*Source*
[start]

Monday, May 25, 2009

What I did this Summer (take 1)

Sure, the retelling of "what I did this summer" usually happens when you get back from vacation and stand in front of your elementary school class. A bag of sand, a few seashells and a postcard "wishing you were here" all splayed in front of oohing and ahhing classmates. A silent tension, everyone vying for who did the coolest things while away from the confines of the classroom is a highlight of the fall term.

I figure if I wait until September I will forget the best (mis)adventures of the summer so here we go with round one. Memorial Day weekend officially kicks off all things summer. Somehow growing up we always ended up leaving California and coming to Park City, Yellowstone, or the national parks in and around Utah. Now that I live here I want to return to California but since Hunter is up from Houston (& I just went to CA) we stuck it out close to home for Memorial Day weekend. Here is what I learned over these fine 3 days of summer vacation:

-Bonfires can potentially be ruined by friends inviting friends of friends and having said individuals consists of tools, posers, sheltered bubble children, and those that want their lives to be as “exciting as the Hills.” How could I forget, there are also those kids that still communicate exclusively through insider mission stories (WTF?!). In this situation one must use patience as a weapon of choice and wait out the needy, they will find shiny objects elsewhere.

-Enjoyment of particular bonfires can be maintained by ignoring passive aggressive people that feel entitled to attention and act out like spoiled children when they don’t get what they want. Bonus points to the whack job that couldn't stay behind with a swine flu cough and camped out at a nearby picnic table coughing for all the sympathetic ears. This sickly individual sure could gobble a charred brawt when it came time to eat though, she had a magic gullet.

-Events that are spontaneously planned should still be planned enough to include a destination and communication to the socially infirm (see friends of friends of friends) so they can make it to the mountainous destination without having to run red lights in a game of vehicular follow-the-leader.

[end]

*Records shown*
[start]

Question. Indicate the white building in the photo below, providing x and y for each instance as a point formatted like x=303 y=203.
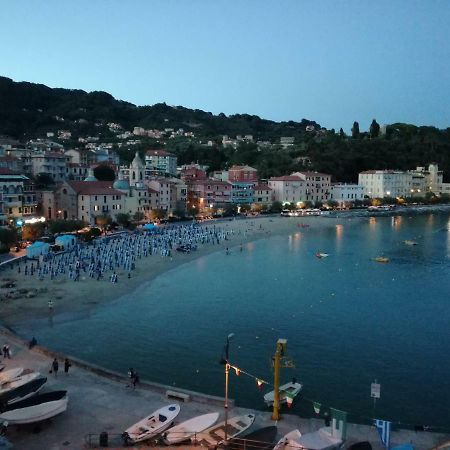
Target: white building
x=386 y=183
x=160 y=162
x=288 y=189
x=346 y=194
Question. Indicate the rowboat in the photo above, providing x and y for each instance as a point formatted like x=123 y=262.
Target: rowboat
x=190 y=427
x=216 y=434
x=381 y=259
x=36 y=409
x=152 y=425
x=261 y=439
x=23 y=391
x=9 y=375
x=289 y=441
x=287 y=391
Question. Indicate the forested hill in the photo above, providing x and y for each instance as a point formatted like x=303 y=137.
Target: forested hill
x=30 y=110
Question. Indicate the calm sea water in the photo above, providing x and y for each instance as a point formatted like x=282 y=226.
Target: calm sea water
x=348 y=319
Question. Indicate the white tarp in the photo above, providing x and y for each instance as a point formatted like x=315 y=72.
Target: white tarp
x=66 y=241
x=319 y=440
x=37 y=249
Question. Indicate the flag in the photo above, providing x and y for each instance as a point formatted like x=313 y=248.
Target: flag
x=384 y=428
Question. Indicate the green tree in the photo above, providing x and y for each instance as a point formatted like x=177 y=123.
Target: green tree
x=355 y=130
x=123 y=219
x=374 y=129
x=104 y=173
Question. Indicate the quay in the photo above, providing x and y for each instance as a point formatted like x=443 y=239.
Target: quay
x=100 y=402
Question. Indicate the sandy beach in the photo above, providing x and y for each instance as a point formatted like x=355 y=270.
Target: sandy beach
x=30 y=296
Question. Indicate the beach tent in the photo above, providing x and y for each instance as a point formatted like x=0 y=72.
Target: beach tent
x=37 y=249
x=66 y=241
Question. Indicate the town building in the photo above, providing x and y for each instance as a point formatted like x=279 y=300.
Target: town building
x=243 y=179
x=288 y=189
x=317 y=185
x=346 y=194
x=160 y=162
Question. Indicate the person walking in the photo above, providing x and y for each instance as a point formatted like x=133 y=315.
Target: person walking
x=67 y=365
x=55 y=367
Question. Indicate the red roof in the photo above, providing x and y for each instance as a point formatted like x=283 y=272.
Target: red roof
x=286 y=178
x=94 y=188
x=158 y=153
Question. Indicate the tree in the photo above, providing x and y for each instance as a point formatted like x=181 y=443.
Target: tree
x=123 y=219
x=104 y=173
x=355 y=130
x=374 y=129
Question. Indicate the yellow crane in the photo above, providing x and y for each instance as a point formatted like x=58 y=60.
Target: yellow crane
x=280 y=361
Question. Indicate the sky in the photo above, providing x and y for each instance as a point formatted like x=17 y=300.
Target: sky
x=331 y=61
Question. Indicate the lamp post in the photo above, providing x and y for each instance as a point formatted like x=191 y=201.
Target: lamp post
x=225 y=360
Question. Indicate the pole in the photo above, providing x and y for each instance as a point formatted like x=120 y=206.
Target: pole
x=276 y=385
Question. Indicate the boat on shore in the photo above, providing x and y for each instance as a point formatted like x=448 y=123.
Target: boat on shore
x=260 y=439
x=10 y=375
x=287 y=392
x=152 y=425
x=289 y=441
x=189 y=428
x=35 y=409
x=23 y=391
x=215 y=435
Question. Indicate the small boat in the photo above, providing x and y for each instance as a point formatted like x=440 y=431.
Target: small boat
x=36 y=409
x=22 y=392
x=11 y=374
x=187 y=429
x=287 y=391
x=152 y=425
x=261 y=439
x=381 y=259
x=216 y=434
x=289 y=441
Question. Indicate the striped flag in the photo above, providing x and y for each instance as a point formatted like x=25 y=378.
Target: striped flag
x=384 y=428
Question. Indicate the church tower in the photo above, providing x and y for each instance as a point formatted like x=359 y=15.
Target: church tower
x=137 y=171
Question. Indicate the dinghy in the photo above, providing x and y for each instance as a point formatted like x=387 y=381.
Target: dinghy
x=289 y=441
x=36 y=409
x=190 y=427
x=22 y=392
x=11 y=374
x=261 y=439
x=216 y=434
x=152 y=425
x=19 y=381
x=287 y=391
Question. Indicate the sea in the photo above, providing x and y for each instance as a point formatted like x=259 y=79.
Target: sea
x=349 y=321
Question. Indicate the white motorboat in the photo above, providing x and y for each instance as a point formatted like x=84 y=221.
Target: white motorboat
x=289 y=441
x=152 y=425
x=18 y=381
x=287 y=391
x=36 y=409
x=11 y=374
x=216 y=434
x=189 y=428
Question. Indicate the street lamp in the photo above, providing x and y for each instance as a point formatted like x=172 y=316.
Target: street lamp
x=225 y=361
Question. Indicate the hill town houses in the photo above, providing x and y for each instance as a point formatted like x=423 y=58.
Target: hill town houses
x=154 y=182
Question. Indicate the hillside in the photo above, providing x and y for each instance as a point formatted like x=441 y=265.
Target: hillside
x=29 y=110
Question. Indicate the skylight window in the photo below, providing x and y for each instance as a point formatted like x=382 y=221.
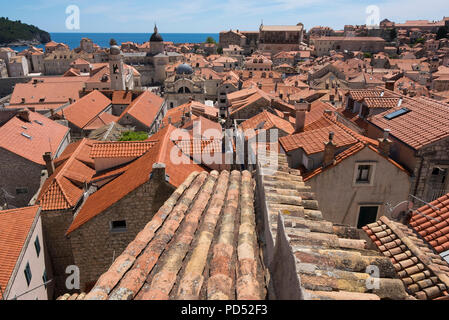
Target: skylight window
x=26 y=135
x=396 y=113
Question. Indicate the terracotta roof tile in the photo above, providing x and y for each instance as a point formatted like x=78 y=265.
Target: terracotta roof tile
x=187 y=250
x=330 y=259
x=45 y=136
x=427 y=122
x=144 y=108
x=270 y=121
x=15 y=226
x=137 y=174
x=64 y=188
x=313 y=141
x=46 y=95
x=424 y=273
x=122 y=97
x=88 y=109
x=435 y=232
x=117 y=149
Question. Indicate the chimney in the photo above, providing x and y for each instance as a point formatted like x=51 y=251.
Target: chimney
x=300 y=118
x=389 y=85
x=49 y=164
x=385 y=143
x=158 y=172
x=24 y=115
x=329 y=151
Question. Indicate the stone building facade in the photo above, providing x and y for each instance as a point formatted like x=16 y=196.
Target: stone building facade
x=54 y=225
x=96 y=243
x=20 y=179
x=344 y=202
x=366 y=44
x=275 y=39
x=429 y=166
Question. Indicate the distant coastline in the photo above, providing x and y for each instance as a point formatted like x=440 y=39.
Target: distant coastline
x=72 y=39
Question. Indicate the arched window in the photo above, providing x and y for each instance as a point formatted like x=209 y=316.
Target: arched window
x=184 y=90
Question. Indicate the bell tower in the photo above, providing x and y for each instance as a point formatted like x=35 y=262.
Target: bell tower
x=117 y=68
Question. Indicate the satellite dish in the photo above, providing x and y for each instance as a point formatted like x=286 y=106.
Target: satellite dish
x=260 y=125
x=401 y=210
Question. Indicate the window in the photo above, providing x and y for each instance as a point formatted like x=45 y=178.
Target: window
x=397 y=113
x=363 y=174
x=21 y=190
x=44 y=278
x=37 y=245
x=118 y=226
x=27 y=272
x=367 y=215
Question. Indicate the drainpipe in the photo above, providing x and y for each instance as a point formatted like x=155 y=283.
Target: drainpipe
x=419 y=176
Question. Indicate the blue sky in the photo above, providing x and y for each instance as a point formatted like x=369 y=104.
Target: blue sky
x=204 y=16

[end]

*Parts of the exercise*
A – Reproduce the Memorial Day weekend blog post word for word, from its first line to its last.
B – From the records, write out the lines starting at the line that contains "Question. Indicate the sky in" and ending at the line that contains "x=276 y=385", including both of those lines.
The blog post and the records come from separate, unrelated sources.

*Written answers*
A –
Monday, May 25, 2009

What I did this Summer (take 1)

Sure, the retelling of "what I did this summer" usually happens when you get back from vacation and stand in front of your elementary school class. A bag of sand, a few seashells and a postcard "wishing you were here" all splayed in front of oohing and ahhing classmates. A silent tension, everyone vying for who did the coolest things while away from the confines of the classroom is a highlight of the fall term.

I figure if I wait until September I will forget the best (mis)adventures of the summer so here we go with round one. Memorial Day weekend officially kicks off all things summer. Somehow growing up we always ended up leaving California and coming to Park City, Yellowstone, or the national parks in and around Utah. Now that I live here I want to return to California but since Hunter is up from Houston (& I just went to CA) we stuck it out close to home for Memorial Day weekend. Here is what I learned over these fine 3 days of summer vacation:

-Bonfires can potentially be ruined by friends inviting friends of friends and having said individuals consists of tools, posers, sheltered bubble children, and those that want their lives to be as “exciting as the Hills.” How could I forget, there are also those kids that still communicate exclusively through insider mission stories (WTF?!). In this situation one must use patience as a weapon of choice and wait out the needy, they will find shiny objects elsewhere.

-Enjoyment of particular bonfires can be maintained by ignoring passive aggressive people that feel entitled to attention and act out like spoiled children when they don’t get what they want. Bonus points to the whack job that couldn't stay behind with a swine flu cough and camped out at a nearby picnic table coughing for all the sympathetic ears. This sickly individual sure could gobble a charred brawt when it came time to eat though, she had a magic gullet.

-Events that are spontaneously planned should still be planned enough to include a destination and communication to the socially infirm (see friends of friends of friends) so they can make it to the mountainous destination without having to run red lights in a game of vehicular follow-the-leader.

B –
Question. Indicate the sky in the photo above, providing x and y for each instance as a point formatted like x=17 y=300.
Target: sky
x=331 y=61
Question. Indicate the lamp post in the photo above, providing x and y for each instance as a point formatted like x=191 y=201.
Target: lamp post
x=225 y=360
Question. Indicate the pole in the photo above, providing x and y for each instance as a point formatted like x=120 y=206.
Target: pole
x=276 y=385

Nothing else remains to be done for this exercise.